*** TASK INPUT Section Begins ***

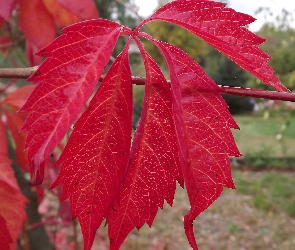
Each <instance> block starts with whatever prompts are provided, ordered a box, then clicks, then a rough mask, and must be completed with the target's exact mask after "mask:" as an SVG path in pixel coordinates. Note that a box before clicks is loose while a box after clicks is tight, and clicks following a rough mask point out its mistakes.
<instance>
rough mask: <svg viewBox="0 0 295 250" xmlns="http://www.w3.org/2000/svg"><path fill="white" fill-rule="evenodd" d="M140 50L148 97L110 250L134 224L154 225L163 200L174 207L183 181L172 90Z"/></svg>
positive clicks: (147, 57)
mask: <svg viewBox="0 0 295 250" xmlns="http://www.w3.org/2000/svg"><path fill="white" fill-rule="evenodd" d="M141 46H142V45H141ZM141 53H142V55H143V58H144V64H145V68H146V77H147V80H146V84H145V97H144V102H143V109H142V115H141V120H140V123H139V126H138V128H137V130H136V134H135V137H134V140H133V145H132V151H131V155H130V160H129V164H128V165H129V166H128V169H129V171H128V176H127V179H126V182H125V185H124V190H123V192H122V194H121V197H120V202H119V206H118V207H115V209H114V210H113V211H112V213H111V216H110V219H109V221H108V222H109V237H110V242H111V249H119V247H120V245H121V244H122V242H123V241H124V239H125V238H126V236H127V235H128V234H129V232H130V231H131V230H132V229H133V228H134V227H136V228H138V229H139V228H140V227H142V226H143V225H144V223H147V224H148V225H149V226H151V225H152V223H153V220H154V218H155V216H156V214H157V211H158V207H161V208H163V204H164V200H166V201H167V202H168V203H169V204H170V205H171V206H172V203H173V197H174V192H175V187H176V178H178V179H181V180H182V177H180V175H181V174H180V172H179V161H178V149H177V143H176V135H175V130H174V122H173V118H172V98H171V93H170V89H169V86H168V83H167V81H166V80H165V77H164V76H163V74H162V72H161V70H160V69H159V67H158V66H157V64H156V62H155V61H154V60H153V59H152V58H151V57H150V56H149V55H148V54H147V53H146V52H144V51H143V48H141Z"/></svg>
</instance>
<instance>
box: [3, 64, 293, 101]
mask: <svg viewBox="0 0 295 250" xmlns="http://www.w3.org/2000/svg"><path fill="white" fill-rule="evenodd" d="M37 69H38V66H35V67H29V68H9V69H7V68H2V69H0V77H1V78H19V79H27V78H29V77H30V76H31V75H32V74H34V73H36V72H37ZM104 77H105V75H102V76H101V77H100V79H99V80H100V81H102V80H103V79H104ZM145 81H146V79H145V78H144V77H140V76H132V84H136V85H144V84H145ZM219 87H220V88H222V90H223V91H224V94H227V95H238V96H250V97H255V98H264V99H271V100H281V101H291V102H295V93H290V92H277V91H267V90H260V89H252V88H237V87H230V86H222V85H219Z"/></svg>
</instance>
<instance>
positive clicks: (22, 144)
mask: <svg viewBox="0 0 295 250" xmlns="http://www.w3.org/2000/svg"><path fill="white" fill-rule="evenodd" d="M34 87H35V86H34V85H27V86H25V87H22V88H19V89H17V90H16V91H14V92H12V93H11V94H9V95H8V96H6V98H5V99H4V100H3V111H4V114H5V117H6V124H7V126H8V128H9V130H10V132H11V135H12V137H13V140H14V143H15V147H16V149H15V156H16V160H17V163H18V164H19V166H20V167H21V168H22V169H23V170H25V171H27V172H29V171H30V167H29V162H28V157H27V151H25V140H26V137H27V133H25V132H19V131H20V129H21V127H22V124H23V123H24V121H25V119H26V117H27V116H26V115H25V114H21V113H18V110H19V109H20V108H21V107H22V106H23V105H24V103H25V102H26V100H27V99H28V96H29V95H30V93H31V92H32V91H33V89H34Z"/></svg>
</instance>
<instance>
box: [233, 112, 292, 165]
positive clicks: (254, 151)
mask: <svg viewBox="0 0 295 250" xmlns="http://www.w3.org/2000/svg"><path fill="white" fill-rule="evenodd" d="M234 119H235V120H236V122H237V123H238V125H239V127H240V130H232V131H233V135H234V137H235V140H236V143H237V145H238V148H239V149H240V151H241V153H242V154H243V155H244V156H245V157H248V158H256V159H258V162H257V164H256V165H263V164H265V162H261V160H262V159H265V158H270V157H277V158H285V157H294V156H295V117H293V116H283V115H279V114H275V115H273V116H270V117H269V118H268V119H264V118H263V116H262V115H260V116H253V115H248V116H235V117H234ZM279 135H280V136H279ZM259 159H260V162H259ZM266 164H269V163H266ZM276 164H277V163H276Z"/></svg>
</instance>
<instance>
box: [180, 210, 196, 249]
mask: <svg viewBox="0 0 295 250" xmlns="http://www.w3.org/2000/svg"><path fill="white" fill-rule="evenodd" d="M189 214H190V212H189V213H188V214H186V215H185V216H184V220H183V224H184V231H185V235H186V238H187V240H188V242H189V244H190V245H191V247H192V249H193V250H198V246H197V242H196V239H195V235H194V225H193V221H194V220H192V219H191V218H190V215H189Z"/></svg>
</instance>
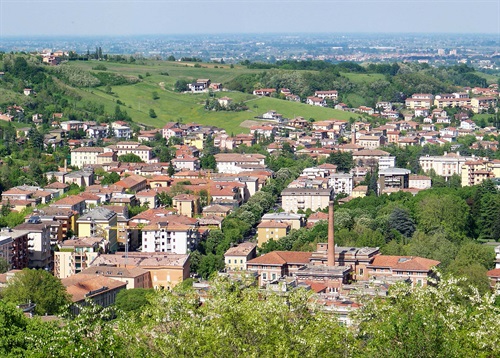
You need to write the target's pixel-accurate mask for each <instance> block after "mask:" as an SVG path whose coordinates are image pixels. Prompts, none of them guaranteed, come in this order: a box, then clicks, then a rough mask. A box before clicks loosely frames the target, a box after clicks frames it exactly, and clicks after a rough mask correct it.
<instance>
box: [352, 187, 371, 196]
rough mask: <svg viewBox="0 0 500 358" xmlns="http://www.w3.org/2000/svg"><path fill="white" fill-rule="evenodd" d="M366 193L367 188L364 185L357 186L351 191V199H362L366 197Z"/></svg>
mask: <svg viewBox="0 0 500 358" xmlns="http://www.w3.org/2000/svg"><path fill="white" fill-rule="evenodd" d="M367 191H368V186H366V185H359V186H357V187H355V188H354V189H352V193H351V196H352V197H353V198H363V197H365V196H366V192H367Z"/></svg>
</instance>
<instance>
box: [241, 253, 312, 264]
mask: <svg viewBox="0 0 500 358" xmlns="http://www.w3.org/2000/svg"><path fill="white" fill-rule="evenodd" d="M311 255H312V253H311V252H304V251H272V252H269V253H267V254H264V255H262V256H259V257H257V258H255V259H253V260H250V261H248V262H247V264H250V265H276V266H281V265H285V264H304V265H305V264H308V263H309V260H310V258H311Z"/></svg>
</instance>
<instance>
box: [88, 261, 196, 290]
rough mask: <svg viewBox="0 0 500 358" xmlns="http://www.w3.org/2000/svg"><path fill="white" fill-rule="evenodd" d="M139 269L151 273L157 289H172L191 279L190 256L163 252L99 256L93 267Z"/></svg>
mask: <svg viewBox="0 0 500 358" xmlns="http://www.w3.org/2000/svg"><path fill="white" fill-rule="evenodd" d="M101 266H104V267H108V266H114V267H125V268H133V267H139V268H142V269H144V270H146V271H149V274H150V277H151V283H152V285H153V288H156V289H161V288H164V289H171V288H173V287H174V286H175V285H177V284H178V283H180V282H182V281H184V280H186V279H188V278H189V255H178V254H167V253H162V252H155V253H151V252H144V253H143V252H129V253H128V254H127V255H124V254H123V253H116V254H114V255H111V254H104V255H99V256H98V257H97V258H96V259H95V260H94V261H93V262H92V263H91V267H101Z"/></svg>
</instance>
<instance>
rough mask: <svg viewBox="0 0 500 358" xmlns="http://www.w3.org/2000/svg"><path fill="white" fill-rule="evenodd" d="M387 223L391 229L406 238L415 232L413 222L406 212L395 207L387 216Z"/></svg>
mask: <svg viewBox="0 0 500 358" xmlns="http://www.w3.org/2000/svg"><path fill="white" fill-rule="evenodd" d="M389 222H390V225H391V227H392V228H393V229H396V230H397V231H399V232H400V233H401V234H402V235H404V236H406V237H408V238H409V237H411V236H412V235H413V233H414V232H415V222H414V221H413V219H412V218H411V216H410V214H409V213H408V211H406V210H404V209H402V208H399V207H396V208H394V210H393V211H392V213H391V215H390V216H389Z"/></svg>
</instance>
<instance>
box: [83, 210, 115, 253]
mask: <svg viewBox="0 0 500 358" xmlns="http://www.w3.org/2000/svg"><path fill="white" fill-rule="evenodd" d="M76 224H77V225H78V235H79V236H80V237H86V236H90V237H95V236H99V237H101V236H102V237H104V238H105V239H106V240H107V241H108V243H109V250H110V252H115V251H116V250H117V248H118V241H117V215H116V213H115V212H114V211H111V210H109V209H106V208H103V207H101V206H99V207H97V208H94V209H92V210H90V211H89V212H88V213H86V214H85V215H82V216H81V217H80V218H79V219H78V220H77V221H76Z"/></svg>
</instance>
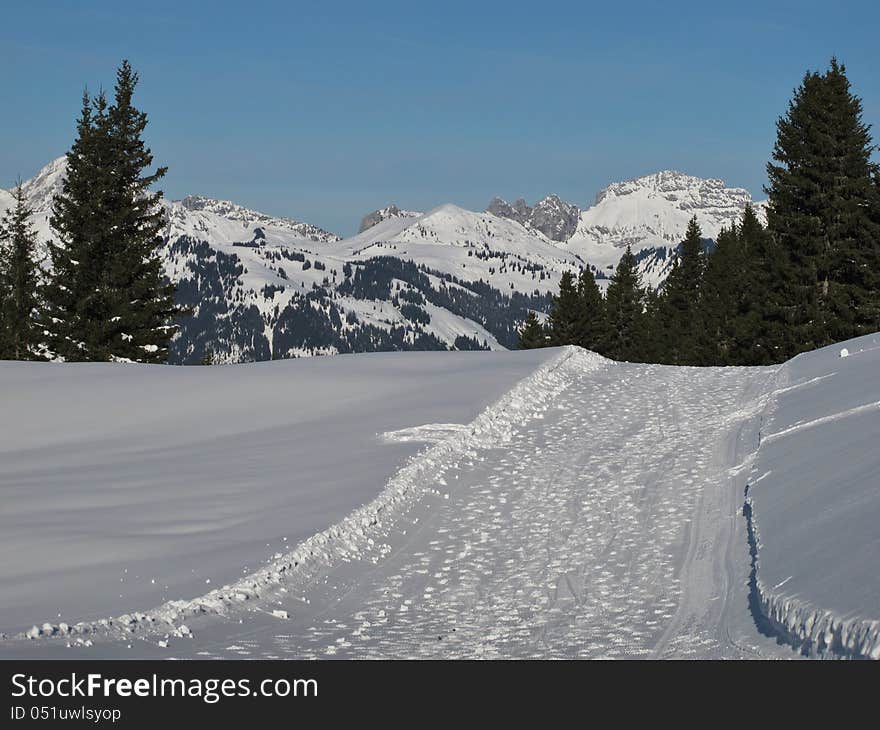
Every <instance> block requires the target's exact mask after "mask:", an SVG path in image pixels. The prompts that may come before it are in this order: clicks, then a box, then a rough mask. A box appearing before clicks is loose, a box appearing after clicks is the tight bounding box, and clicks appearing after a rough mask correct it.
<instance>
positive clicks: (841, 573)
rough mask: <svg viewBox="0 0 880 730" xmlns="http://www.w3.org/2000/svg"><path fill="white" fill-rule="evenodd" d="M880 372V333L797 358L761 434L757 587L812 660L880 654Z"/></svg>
mask: <svg viewBox="0 0 880 730" xmlns="http://www.w3.org/2000/svg"><path fill="white" fill-rule="evenodd" d="M842 350H843V351H845V352H847V353H848V356H847V357H841V356H840V355H841V351H842ZM878 372H880V336H877V335H871V336H868V337H862V338H859V339H856V340H851V341H849V342H846V343H843V344H842V345H836V346H832V347H826V348H824V349H822V350H817V351H815V352H809V353H806V354H803V355H800V356H798V357H796V358H795V359H793V360H791V361H789V362H788V363H786V364H785V365H784V366H783V367H782V368H781V370H780V373H779V376H778V378H777V384H776V391H775V393H774V402H773V405H772V406H771V408H770V412H769V414H768V418H767V419H766V421H765V423H764V424H763V426H762V429H761V444H760V449H759V451H758V456H757V459H756V461H755V465H754V470H753V472H752V477H751V479H750V485H749V492H748V495H749V510H750V513H751V519H752V528H753V532H754V539H755V541H756V543H757V544H756V549H757V563H756V575H755V586H754V589H755V591H756V593H757V599H758V602H759V605H760V610H761V611H762V613H763V614H764V616H765V617H766V618H768V619H769V621H770V622H771V624H772V625H773V626H774V628H775V629H776V630H777V631H779V632H780V633H781V634H782V635H783V636H784V637H785V638H786V640H788V641H789V642H791V643H792V644H793V645H795V646H796V647H797V648H798V649H799V650H800V651H802V652H803V653H805V654H808V655H817V656H841V655H843V656H851V657H859V658H864V657H870V658H873V659H880V572H878V570H877V566H878V564H880V540H878V525H880V488H878V474H880V453H878V451H877V448H876V446H877V443H878V438H880V387H878V386H880V383H878Z"/></svg>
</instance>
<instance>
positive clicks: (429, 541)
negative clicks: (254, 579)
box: [175, 363, 769, 658]
mask: <svg viewBox="0 0 880 730" xmlns="http://www.w3.org/2000/svg"><path fill="white" fill-rule="evenodd" d="M661 371H662V372H661ZM768 377H769V373H768V371H746V370H734V369H728V370H722V369H684V368H661V367H659V366H636V365H619V364H610V363H604V364H602V365H601V366H599V368H598V369H596V370H587V371H585V372H584V373H583V374H582V376H581V377H576V378H573V379H572V382H571V384H570V386H569V387H568V388H566V390H565V392H564V393H562V394H561V395H560V396H559V397H558V398H557V399H556V402H555V403H554V405H553V406H552V407H550V408H549V409H548V410H547V412H546V413H545V414H543V417H542V418H537V419H534V420H532V421H531V422H528V423H525V424H523V425H522V427H521V428H519V429H517V430H516V432H515V433H514V435H513V437H512V438H511V440H510V442H509V443H507V444H505V445H504V447H503V448H487V449H478V450H476V451H475V452H474V453H473V454H472V455H471V457H470V458H469V459H467V460H465V461H463V462H462V463H461V464H460V465H459V467H458V468H457V469H450V470H448V471H447V472H446V473H445V476H444V480H445V482H446V484H445V485H443V487H442V489H444V490H445V491H444V492H443V494H444V495H445V494H447V493H448V495H449V496H448V499H445V498H443V497H440V498H435V499H432V500H426V503H425V504H424V505H422V507H421V509H417V510H416V514H415V516H416V518H417V519H418V522H417V523H416V525H415V527H414V528H410V529H407V531H406V534H403V531H402V529H401V530H398V531H396V534H394V533H393V534H392V536H391V537H390V538H389V542H390V544H391V545H392V552H391V553H390V554H389V555H388V557H387V558H386V559H385V560H383V561H381V563H380V564H379V565H377V566H375V567H372V568H371V569H368V570H363V571H361V570H358V569H356V568H354V569H353V567H352V565H351V564H346V565H345V567H344V568H343V569H341V570H339V571H333V572H331V573H330V574H328V575H327V576H326V580H325V582H323V583H322V584H321V586H320V587H319V588H318V590H317V591H316V593H312V594H306V595H307V597H308V599H309V601H310V603H309V604H308V605H303V604H302V603H301V602H299V601H297V600H295V599H294V600H291V601H280V602H279V605H283V606H284V607H285V609H286V610H289V612H290V614H291V615H292V616H293V618H292V620H291V621H290V624H289V625H284V626H283V627H282V626H280V625H279V624H278V623H277V621H276V622H275V623H271V622H270V623H268V624H267V625H264V626H263V627H261V628H260V629H254V628H253V627H250V628H246V629H244V630H243V631H241V632H233V633H232V635H231V636H228V637H227V636H222V640H221V642H220V643H219V644H217V643H214V642H211V645H209V646H207V647H202V651H207V652H208V654H209V655H210V656H254V655H261V656H265V655H266V654H267V653H268V654H271V655H272V656H277V657H293V656H297V657H299V656H307V657H327V656H336V657H434V658H449V657H455V658H483V657H487V658H488V657H497V658H501V657H535V658H547V657H582V658H584V657H651V656H659V657H667V656H672V657H688V656H699V657H707V656H713V657H740V656H745V655H752V654H755V653H757V652H759V651H760V650H761V649H760V646H758V644H757V643H756V641H757V640H758V639H759V637H756V636H755V637H753V636H752V635H753V634H754V629H753V627H752V625H751V621H750V618H749V617H748V615H747V595H746V582H747V578H748V571H747V563H748V547H747V543H746V540H745V538H744V536H743V534H742V533H741V531H740V530H738V529H737V523H738V522H740V523H741V522H742V519H741V517H740V511H741V507H742V485H743V484H744V479H745V474H744V473H743V472H744V471H745V470H744V469H743V470H736V469H735V470H733V472H731V469H730V466H731V463H738V462H736V459H737V458H738V457H739V456H741V455H742V452H743V451H744V449H743V448H742V447H744V446H747V445H748V444H747V443H746V442H747V441H748V440H749V439H750V438H752V437H754V435H755V434H752V433H751V432H749V433H747V434H743V433H742V429H743V428H744V427H746V430H748V424H749V423H750V422H751V421H750V417H753V416H754V415H755V407H756V405H757V402H758V401H757V398H758V397H759V396H760V395H761V394H762V393H763V392H764V389H763V387H762V386H763V384H764V383H763V381H764V380H766V378H768ZM740 527H741V525H740ZM221 633H222V632H221ZM227 638H228V639H229V642H228V643H227ZM752 639H754V641H752ZM764 644H766V642H764ZM175 648H177V647H175ZM765 648H766V647H765ZM202 656H205V654H202Z"/></svg>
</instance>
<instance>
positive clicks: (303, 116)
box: [0, 0, 880, 234]
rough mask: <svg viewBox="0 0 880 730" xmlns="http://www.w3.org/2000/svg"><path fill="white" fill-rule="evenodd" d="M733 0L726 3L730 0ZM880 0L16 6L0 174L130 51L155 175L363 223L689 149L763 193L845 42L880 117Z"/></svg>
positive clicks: (469, 2)
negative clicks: (363, 217)
mask: <svg viewBox="0 0 880 730" xmlns="http://www.w3.org/2000/svg"><path fill="white" fill-rule="evenodd" d="M719 6H720V7H719ZM878 27H880V4H878V3H874V2H846V1H845V0H842V1H839V2H836V3H829V2H827V1H826V2H810V1H802V2H788V1H785V2H775V1H774V2H769V1H767V0H765V2H761V3H757V2H750V1H749V0H741V1H740V2H736V3H713V2H705V0H704V1H703V2H674V1H673V0H670V2H665V3H661V2H634V1H632V0H631V1H630V2H626V3H608V2H603V3H601V4H599V3H596V4H593V3H590V2H583V1H581V2H555V3H528V4H521V3H511V2H507V3H497V2H480V1H479V0H471V2H457V0H446V1H444V2H442V3H441V2H433V3H424V2H381V1H380V0H379V1H377V2H363V1H362V2H356V3H352V2H335V3H334V2H327V1H325V2H296V1H293V2H269V1H267V0H250V1H249V2H240V1H239V2H226V1H225V0H214V1H213V2H204V3H202V2H186V3H181V2H179V1H178V2H166V1H165V0H151V2H149V3H138V4H134V3H127V2H118V0H116V1H115V2H104V1H103V0H90V1H89V2H74V1H70V2H62V1H60V0H56V1H55V2H47V1H45V0H28V2H26V3H4V7H3V10H2V22H0V65H2V73H0V91H2V99H3V113H0V140H2V144H0V186H2V187H10V186H11V184H12V182H13V181H14V179H15V178H16V177H17V176H18V175H21V176H22V177H25V178H26V177H30V176H31V175H33V174H34V173H35V172H36V171H37V170H38V169H39V168H40V167H41V166H42V165H43V164H45V163H46V162H47V161H49V160H50V159H52V158H54V157H56V156H58V155H61V154H63V153H64V152H65V151H66V150H67V149H68V147H69V145H70V143H71V141H72V136H73V131H74V120H75V117H76V114H77V111H78V106H79V101H80V94H81V91H82V88H83V86H84V85H86V84H88V86H89V87H90V88H91V89H95V88H97V87H98V86H100V85H101V84H103V85H104V86H105V87H107V88H110V87H112V83H113V77H114V71H115V68H116V66H117V65H118V63H119V61H120V59H122V58H123V57H127V58H129V59H130V60H131V61H132V63H133V65H134V66H135V68H136V69H137V70H138V71H139V72H140V74H141V86H140V87H139V92H138V95H137V97H136V102H137V103H138V104H139V105H140V106H141V108H143V109H144V110H146V111H147V112H148V113H149V114H150V119H151V122H150V125H149V128H148V139H149V142H150V144H151V145H152V147H153V151H154V153H155V154H156V158H157V161H159V162H161V163H162V164H167V165H169V167H170V172H169V174H168V177H167V178H166V181H165V183H164V185H163V188H164V190H165V192H166V194H167V195H169V196H170V197H173V198H178V197H182V196H183V195H185V194H188V193H198V194H203V195H208V196H212V197H219V198H226V199H231V200H235V201H236V202H239V203H242V204H245V205H248V206H250V207H254V208H257V209H260V210H263V211H265V212H268V213H272V214H276V215H288V216H291V217H296V218H300V219H302V220H307V221H309V222H312V223H316V224H318V225H321V226H324V227H326V228H329V229H331V230H334V231H336V232H339V233H345V234H347V233H352V232H353V231H354V230H355V229H356V227H357V224H358V222H359V219H360V217H361V215H363V214H364V213H366V212H368V211H369V210H372V209H374V208H377V207H380V206H383V205H385V204H386V203H388V202H396V203H397V204H398V205H400V206H401V207H406V208H411V209H428V208H431V207H434V206H436V205H438V204H440V203H444V202H454V203H457V204H459V205H463V206H465V207H469V208H483V207H484V206H485V205H486V204H487V203H488V202H489V200H490V199H491V197H492V196H494V195H501V196H503V197H507V198H509V199H514V198H516V197H519V196H523V197H525V198H526V199H528V200H530V201H532V200H534V199H536V198H539V197H542V196H543V195H545V194H546V193H548V192H556V193H558V194H559V195H561V196H562V197H564V198H566V199H569V200H571V201H573V202H576V203H578V204H580V205H582V206H583V205H588V204H589V203H591V202H592V200H593V197H594V195H595V193H596V192H597V191H598V190H599V189H600V188H602V187H604V186H605V185H606V184H607V183H609V182H612V181H615V180H622V179H627V178H631V177H636V176H638V175H642V174H646V173H649V172H653V171H656V170H658V169H665V168H674V169H679V170H683V171H685V172H688V173H691V174H694V175H700V176H704V177H721V178H723V179H725V180H726V181H727V182H728V184H731V185H737V186H743V187H746V188H749V189H750V190H751V191H752V193H753V194H754V195H755V196H756V197H760V196H761V195H762V193H761V186H762V185H763V184H764V182H765V173H764V168H765V164H766V161H767V159H768V156H769V153H770V150H771V148H772V144H773V139H774V131H775V130H774V124H775V120H776V118H777V117H778V116H779V115H780V114H781V113H783V112H784V110H785V106H786V104H787V101H788V99H789V97H790V95H791V91H792V89H793V88H794V87H795V86H796V85H797V84H798V83H799V81H800V79H801V77H802V76H803V73H804V71H805V70H807V69H808V68H824V66H825V65H826V64H827V61H828V59H829V58H830V56H831V55H833V54H836V55H837V56H838V57H839V58H840V59H841V60H843V61H844V62H845V63H846V65H847V68H848V71H849V75H850V79H851V80H852V82H853V85H854V88H855V90H856V92H857V93H859V94H860V95H861V96H862V98H863V101H864V105H865V119H866V121H868V122H872V123H878V122H880V75H878V74H877V73H876V70H877V68H878V61H880V51H878V50H877V49H878V43H877V39H876V33H877V29H878Z"/></svg>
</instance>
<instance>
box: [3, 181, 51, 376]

*** TASK INPUT Section Ends ***

Which lines of the items above contain the word "this"? Pick out each one and copy it in full.

You need to write the target's pixel-accurate mask for each <instance> block after "mask:" as an SVG path whose coordinates are image pixels. Prompts, none of them guaranteed, come in this order: a box, then clicks, then a rough mask. A box before clicks loosely frames the target, a box after clicks frames it exactly, and clicks after a rough mask correct it.
Every <instance> block requires the target's exact mask after "mask:", an SVG path in image pixels. The prompts that may come before it are in this order: clicks, then a box, then a rough mask. A box appearing before clicks is loose, a box appearing after clicks is the tight bounding box, and clicks appearing after a rough mask correct it.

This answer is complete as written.